*** Exercise data

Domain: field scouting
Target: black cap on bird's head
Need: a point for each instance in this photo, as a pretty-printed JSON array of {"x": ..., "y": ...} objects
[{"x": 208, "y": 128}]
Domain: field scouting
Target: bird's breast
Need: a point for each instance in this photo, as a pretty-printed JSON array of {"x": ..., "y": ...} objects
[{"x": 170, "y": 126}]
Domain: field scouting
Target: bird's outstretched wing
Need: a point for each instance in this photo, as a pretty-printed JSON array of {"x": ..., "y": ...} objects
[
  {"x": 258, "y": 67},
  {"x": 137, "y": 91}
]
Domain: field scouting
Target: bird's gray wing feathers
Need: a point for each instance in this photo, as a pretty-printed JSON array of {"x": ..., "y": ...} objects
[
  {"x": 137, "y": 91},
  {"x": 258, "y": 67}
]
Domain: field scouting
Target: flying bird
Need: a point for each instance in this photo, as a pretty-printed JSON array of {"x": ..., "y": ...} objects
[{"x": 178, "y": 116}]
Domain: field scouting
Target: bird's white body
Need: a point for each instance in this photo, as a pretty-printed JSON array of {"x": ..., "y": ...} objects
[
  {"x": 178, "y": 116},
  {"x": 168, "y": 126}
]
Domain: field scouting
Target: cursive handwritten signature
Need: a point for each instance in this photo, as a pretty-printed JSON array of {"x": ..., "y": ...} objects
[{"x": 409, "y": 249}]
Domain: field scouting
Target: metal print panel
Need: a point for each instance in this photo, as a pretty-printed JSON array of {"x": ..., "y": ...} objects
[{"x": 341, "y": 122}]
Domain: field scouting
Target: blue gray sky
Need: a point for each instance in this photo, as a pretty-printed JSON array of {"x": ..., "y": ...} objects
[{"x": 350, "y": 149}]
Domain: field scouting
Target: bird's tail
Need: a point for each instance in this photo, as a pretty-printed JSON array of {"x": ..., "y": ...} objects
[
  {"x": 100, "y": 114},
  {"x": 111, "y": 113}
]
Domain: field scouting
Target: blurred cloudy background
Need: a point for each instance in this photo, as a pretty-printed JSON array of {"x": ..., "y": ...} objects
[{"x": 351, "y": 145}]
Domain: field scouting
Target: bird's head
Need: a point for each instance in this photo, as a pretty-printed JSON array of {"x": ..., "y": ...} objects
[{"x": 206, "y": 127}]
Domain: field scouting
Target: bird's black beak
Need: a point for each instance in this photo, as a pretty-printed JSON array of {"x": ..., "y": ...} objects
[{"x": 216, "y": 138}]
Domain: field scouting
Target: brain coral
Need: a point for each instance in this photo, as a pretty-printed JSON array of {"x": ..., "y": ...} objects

******

▶ [What is being asked]
Nothing but a number should be given: the count of lines above that hold "black".

▶ [Response area]
2